Reproduce the listing below verbatim, every line from first to last.

• _INPUT DATA_:

[Start]

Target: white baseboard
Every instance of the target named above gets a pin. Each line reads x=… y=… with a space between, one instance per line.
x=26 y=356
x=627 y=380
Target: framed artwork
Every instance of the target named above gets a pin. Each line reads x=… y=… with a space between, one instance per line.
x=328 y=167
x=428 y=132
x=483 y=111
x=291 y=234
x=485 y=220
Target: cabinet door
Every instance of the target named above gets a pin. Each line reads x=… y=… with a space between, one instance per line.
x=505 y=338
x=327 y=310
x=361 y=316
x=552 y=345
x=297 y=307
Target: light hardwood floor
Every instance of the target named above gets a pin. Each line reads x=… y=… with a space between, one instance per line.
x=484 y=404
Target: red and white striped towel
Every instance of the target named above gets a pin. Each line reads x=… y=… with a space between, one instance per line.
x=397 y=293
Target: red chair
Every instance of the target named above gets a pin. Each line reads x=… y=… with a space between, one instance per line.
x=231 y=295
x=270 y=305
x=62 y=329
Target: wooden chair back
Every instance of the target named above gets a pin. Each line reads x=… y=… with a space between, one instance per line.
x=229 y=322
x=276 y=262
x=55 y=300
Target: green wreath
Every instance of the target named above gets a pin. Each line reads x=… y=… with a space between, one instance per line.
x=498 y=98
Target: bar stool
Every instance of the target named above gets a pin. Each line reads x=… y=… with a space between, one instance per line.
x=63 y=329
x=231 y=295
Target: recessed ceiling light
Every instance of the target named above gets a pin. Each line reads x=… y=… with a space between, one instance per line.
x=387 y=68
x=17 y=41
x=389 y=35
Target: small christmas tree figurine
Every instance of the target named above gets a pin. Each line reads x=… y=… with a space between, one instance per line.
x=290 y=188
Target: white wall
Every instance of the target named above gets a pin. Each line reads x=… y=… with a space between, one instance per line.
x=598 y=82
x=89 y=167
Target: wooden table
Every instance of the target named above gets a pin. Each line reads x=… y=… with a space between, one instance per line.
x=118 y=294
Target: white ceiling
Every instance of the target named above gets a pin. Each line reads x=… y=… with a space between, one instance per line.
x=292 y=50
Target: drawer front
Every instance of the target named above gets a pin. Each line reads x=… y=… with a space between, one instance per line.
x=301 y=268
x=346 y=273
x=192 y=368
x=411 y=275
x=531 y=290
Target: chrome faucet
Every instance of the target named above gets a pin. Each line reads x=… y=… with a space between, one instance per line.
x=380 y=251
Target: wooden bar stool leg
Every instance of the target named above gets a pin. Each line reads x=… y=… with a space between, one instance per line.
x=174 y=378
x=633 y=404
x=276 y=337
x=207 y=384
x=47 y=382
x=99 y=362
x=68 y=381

[End]

• _SOLUTION_:
Target: white baseboard
Every instance of the target named above gets a pin. Each line reads x=… y=… with a space between, one instance per line.
x=26 y=356
x=627 y=380
Target: framed artwork
Every instance of the target named above gets a pin. Each line reads x=… y=… with a space between, one instance per line.
x=328 y=167
x=428 y=132
x=483 y=111
x=291 y=234
x=485 y=220
Target: cabinet door
Every instance of the target named above gets a pin. Each line reads x=… y=… with a space between, one instance per line.
x=505 y=338
x=327 y=310
x=361 y=316
x=552 y=345
x=297 y=307
Target: light hardwood floor
Every instance of the target named above gets a pin. Each line reads x=… y=… with a space between, one instance per line.
x=484 y=404
Target: red and white striped towel
Every instance of the target named above gets a pin. Each line reads x=… y=… with a space between, one instance per line.
x=397 y=293
Target: red chair
Every instance of the target named above gets a pin. Each line reads x=… y=… with a space between, one instance per line.
x=231 y=295
x=270 y=305
x=62 y=329
Target: wooden chair back
Every instance of the target named above gets a pin. Each line reads x=… y=… with a space between, one instance per line.
x=229 y=322
x=276 y=262
x=55 y=300
Target: green wreath
Every instance of the target named above gets a pin. Each line reads x=… y=… with a space between, one instance per line.
x=498 y=98
Target: bar stool
Every instance of the target named above gets a pin. Each line reads x=… y=… with a space between, one instance per line.
x=63 y=329
x=231 y=295
Target: recessed ceiling light
Every instance of the target named above gets a pin. Each line reads x=… y=… with a space between, one instance per line.
x=387 y=68
x=17 y=41
x=389 y=35
Target: small christmas tree figurine
Every instance of the target named above gets a pin. Each line reads x=… y=… with a space between, one instance per line.
x=290 y=188
Target: white wall
Every instance of the target named above gets a pin. Each line reads x=… y=… with a space between, one instance per line.
x=598 y=82
x=89 y=167
Target: wooden table
Every instance of the target named above gets a pin. Each line reads x=… y=… with a space between, one instance per line.
x=118 y=294
Target: white ceiling
Every instance of the target named above gets a pin. Each line reads x=… y=… with a space between, one instance per line.
x=292 y=50
Target: drawer front
Every instance of the target named above gets a pin. Each line reads x=… y=… with a space between, one instance per line.
x=301 y=268
x=346 y=273
x=192 y=368
x=411 y=275
x=531 y=290
Target: chrome faucet
Every instance of the target named above gets a pin. Each line reads x=… y=… with a space between, one instance per line.
x=380 y=251
Target: wooden bar stool leg
Every instance of the target named above gets a pin. Each line reads x=… y=… with a space between, one instance per line.
x=174 y=378
x=633 y=404
x=276 y=337
x=207 y=384
x=47 y=382
x=99 y=362
x=68 y=381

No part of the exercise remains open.